── SELECTED EXCERPT ──
Cinda and Armando Palacios at their Round Top restaurant, Lulu's. (Photo Jack Thompson)
Brandi Harper and Mike Wallace of The 303.
Mark Massey, developer of the new Minden Square. (Photo Jack Thompson)
Paul and Brooke Michie are opening Round Top Brewing. (Photo Jack Thompson)
Round Top Festival Institute celebrates 50 years. (Courtesy Round Top Festival Institute)
Lee Ellis (Photo by Jack Thompson)
Henkel Hall. (Photo Jenny Antill Clifton)
Courtney Barton wares. (Photo Jenny Antill Clifton)
Courtney Barton (Photo by Jenny Antill Clifton)
Courtney Barton textiles at Round Top Village. (Photo by Jenny Antill Clifton)
Editor’s note: With Round Top’s 2020 Fall Antiques Show underway, Catherine D. Anspon and Anne Lee Phillips take a look at what’s new and what’s next in America’s antiques mecca.
La Dolce Vita Round Top
“A full-service hotel experience and a little dolce vita” is how Cinda Palacios describes her most recent Round Top endeavor — a project she shares with her husband, restaurateur Armando Palacios.
As you read this, they’re racing to unveil Hotel Lulu, timed for an early 2021 opening. Sited in the heart of Round Top on a one-acre property (formerly Bybee Square), the 13-room hotelcita is adjacent to Cinda and Armando’s popular Lulu’s Italian restaurant (the couple also owns Mandito’s Mexican restaurant and Popi Burger in Round Top and Armandos restaurant in Houston).
Hotel Lulu’s six vintage guest cottages were once small shops in Bybee Square and the interiors have been restored and updated by designer Richard Holley who worked hand-in-hand with Cinda, an architect by profession. A wash of charcoal-gray paint ties the cottages together, while lush grounds, an herb garden, and a meditation water garden encircled by walls of jasmine were designed by Melissa Flowers of Brenham-based Glasco.
───
── RAW DATA ──
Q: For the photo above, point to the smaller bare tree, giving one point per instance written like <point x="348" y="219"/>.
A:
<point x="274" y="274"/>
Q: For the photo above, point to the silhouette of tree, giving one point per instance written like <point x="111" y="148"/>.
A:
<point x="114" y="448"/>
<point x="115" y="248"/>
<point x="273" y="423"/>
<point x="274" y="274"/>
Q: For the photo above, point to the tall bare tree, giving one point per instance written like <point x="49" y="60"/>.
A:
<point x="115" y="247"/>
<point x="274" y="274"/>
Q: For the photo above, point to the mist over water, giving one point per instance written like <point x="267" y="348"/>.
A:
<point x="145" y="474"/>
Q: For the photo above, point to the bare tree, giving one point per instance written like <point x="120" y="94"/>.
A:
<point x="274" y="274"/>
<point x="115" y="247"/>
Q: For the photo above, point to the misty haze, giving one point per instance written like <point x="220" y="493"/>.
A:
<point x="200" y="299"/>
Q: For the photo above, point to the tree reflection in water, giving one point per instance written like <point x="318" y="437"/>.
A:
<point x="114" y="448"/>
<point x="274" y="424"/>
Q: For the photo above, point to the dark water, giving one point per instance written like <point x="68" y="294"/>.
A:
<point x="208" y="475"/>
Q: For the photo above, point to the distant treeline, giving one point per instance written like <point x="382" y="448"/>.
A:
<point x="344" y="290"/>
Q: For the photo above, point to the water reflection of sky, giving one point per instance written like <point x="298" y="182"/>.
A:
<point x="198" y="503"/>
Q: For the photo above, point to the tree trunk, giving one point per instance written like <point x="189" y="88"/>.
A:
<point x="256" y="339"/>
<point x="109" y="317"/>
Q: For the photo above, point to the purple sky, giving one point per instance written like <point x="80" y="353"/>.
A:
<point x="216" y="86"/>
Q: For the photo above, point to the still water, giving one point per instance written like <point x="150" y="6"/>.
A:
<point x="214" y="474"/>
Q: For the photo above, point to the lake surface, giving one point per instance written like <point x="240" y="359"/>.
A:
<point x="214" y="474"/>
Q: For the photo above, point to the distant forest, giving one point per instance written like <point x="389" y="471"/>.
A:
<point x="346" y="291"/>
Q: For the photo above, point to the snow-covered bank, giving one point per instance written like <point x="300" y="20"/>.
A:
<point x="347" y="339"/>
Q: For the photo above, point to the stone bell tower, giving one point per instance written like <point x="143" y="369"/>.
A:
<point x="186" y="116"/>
───
• _INSTRUCTIONS_
1. According to the Round Top article, how many rooms will Hotel Lulu have?
2. Reproduce the passage of the Round Top article starting at "Brandi Harper and" and ending at "Top Festival Institute)".

• _TASK RESULTS_
1. Hotel Lulu will have 13 rooms.

2.
Brandi Harper and Mike Wallace of The 303.
Mark Massey, developer of the new Minden Square. (Photo Jack Thompson)
Paul and Brooke Michie are opening Round Top Brewing. (Photo Jack Thompson)
Round Top Festival Institute celebrates 50 years. (Courtesy Round Top Festival Institute)